(Dataset records)
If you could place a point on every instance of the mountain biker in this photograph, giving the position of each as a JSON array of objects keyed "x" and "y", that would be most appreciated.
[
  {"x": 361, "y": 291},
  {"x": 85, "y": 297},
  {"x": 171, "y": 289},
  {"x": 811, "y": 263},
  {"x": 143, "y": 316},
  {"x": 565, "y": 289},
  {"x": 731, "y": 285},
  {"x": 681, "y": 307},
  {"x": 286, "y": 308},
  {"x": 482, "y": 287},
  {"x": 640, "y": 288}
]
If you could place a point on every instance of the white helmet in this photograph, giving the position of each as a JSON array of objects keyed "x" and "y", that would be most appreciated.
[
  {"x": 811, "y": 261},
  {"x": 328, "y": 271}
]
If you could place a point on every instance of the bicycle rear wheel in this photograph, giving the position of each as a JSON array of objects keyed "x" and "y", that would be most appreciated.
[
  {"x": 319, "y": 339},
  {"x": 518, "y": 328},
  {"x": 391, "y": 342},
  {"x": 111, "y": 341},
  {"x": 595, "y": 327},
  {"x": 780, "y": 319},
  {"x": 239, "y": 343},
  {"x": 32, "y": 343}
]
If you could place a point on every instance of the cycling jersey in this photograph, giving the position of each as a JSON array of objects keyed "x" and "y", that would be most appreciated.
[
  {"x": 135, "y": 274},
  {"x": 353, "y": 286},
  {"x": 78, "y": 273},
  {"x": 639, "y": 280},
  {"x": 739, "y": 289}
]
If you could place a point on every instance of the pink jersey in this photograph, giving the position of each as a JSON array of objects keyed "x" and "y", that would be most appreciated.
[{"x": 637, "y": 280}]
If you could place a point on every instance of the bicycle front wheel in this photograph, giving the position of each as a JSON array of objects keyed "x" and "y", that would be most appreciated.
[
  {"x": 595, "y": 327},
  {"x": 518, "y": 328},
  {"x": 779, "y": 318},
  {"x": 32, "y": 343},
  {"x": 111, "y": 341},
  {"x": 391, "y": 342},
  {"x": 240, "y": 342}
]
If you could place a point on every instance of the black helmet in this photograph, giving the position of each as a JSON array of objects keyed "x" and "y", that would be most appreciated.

(Problem details)
Reproduce the material exactly. Every line must match.

(Solution below)
If you could place a point on every instance of the mountain biker in this photograph, giving the position of each as a JSON array of objects keyed "x" and "y", that would be most appreciated.
[
  {"x": 361, "y": 291},
  {"x": 85, "y": 297},
  {"x": 171, "y": 289},
  {"x": 811, "y": 263},
  {"x": 143, "y": 316},
  {"x": 565, "y": 289},
  {"x": 731, "y": 285},
  {"x": 681, "y": 307},
  {"x": 286, "y": 308},
  {"x": 482, "y": 287},
  {"x": 640, "y": 288}
]
If you could place a point on every instance of the white helmet in this photograph, giving the position of each as a JSON array of objects keyed "x" and "y", that would be most appreciated.
[
  {"x": 811, "y": 261},
  {"x": 328, "y": 271}
]
If you could place a point on every instance of the bicycle rear wheel in this photograph, giving the position of each as a JSON array of objects keyed "x" and "y", that would be most appreciated.
[
  {"x": 319, "y": 339},
  {"x": 518, "y": 328},
  {"x": 391, "y": 342},
  {"x": 111, "y": 341},
  {"x": 595, "y": 327},
  {"x": 780, "y": 319},
  {"x": 239, "y": 343},
  {"x": 32, "y": 343}
]
If you could place a point on every instance of the cycling jersey in this photograph, giving the position of each as a JSON array of objects keyed "x" and "y", that would be most appreciated.
[
  {"x": 135, "y": 274},
  {"x": 353, "y": 286},
  {"x": 78, "y": 273},
  {"x": 639, "y": 280},
  {"x": 739, "y": 289}
]
If you could place a point on every instance of the pink jersey in this photograph, giving the position of each as a JSON array of objects keyed "x" and "y", that would be most appreciated.
[{"x": 637, "y": 280}]
If you could place a point on every instance of the bicycle front wheel in this photograph, giving the position of each as a JSON array of objects keyed "x" and "y", that would be most appreciated.
[
  {"x": 595, "y": 327},
  {"x": 518, "y": 328},
  {"x": 779, "y": 318},
  {"x": 32, "y": 343},
  {"x": 111, "y": 341},
  {"x": 391, "y": 342},
  {"x": 240, "y": 342}
]
If you could place a point on every instance of the black helmet in this photograph, giving the position of each as a JSON array of objects keyed "x" and "y", that would be most appreciated.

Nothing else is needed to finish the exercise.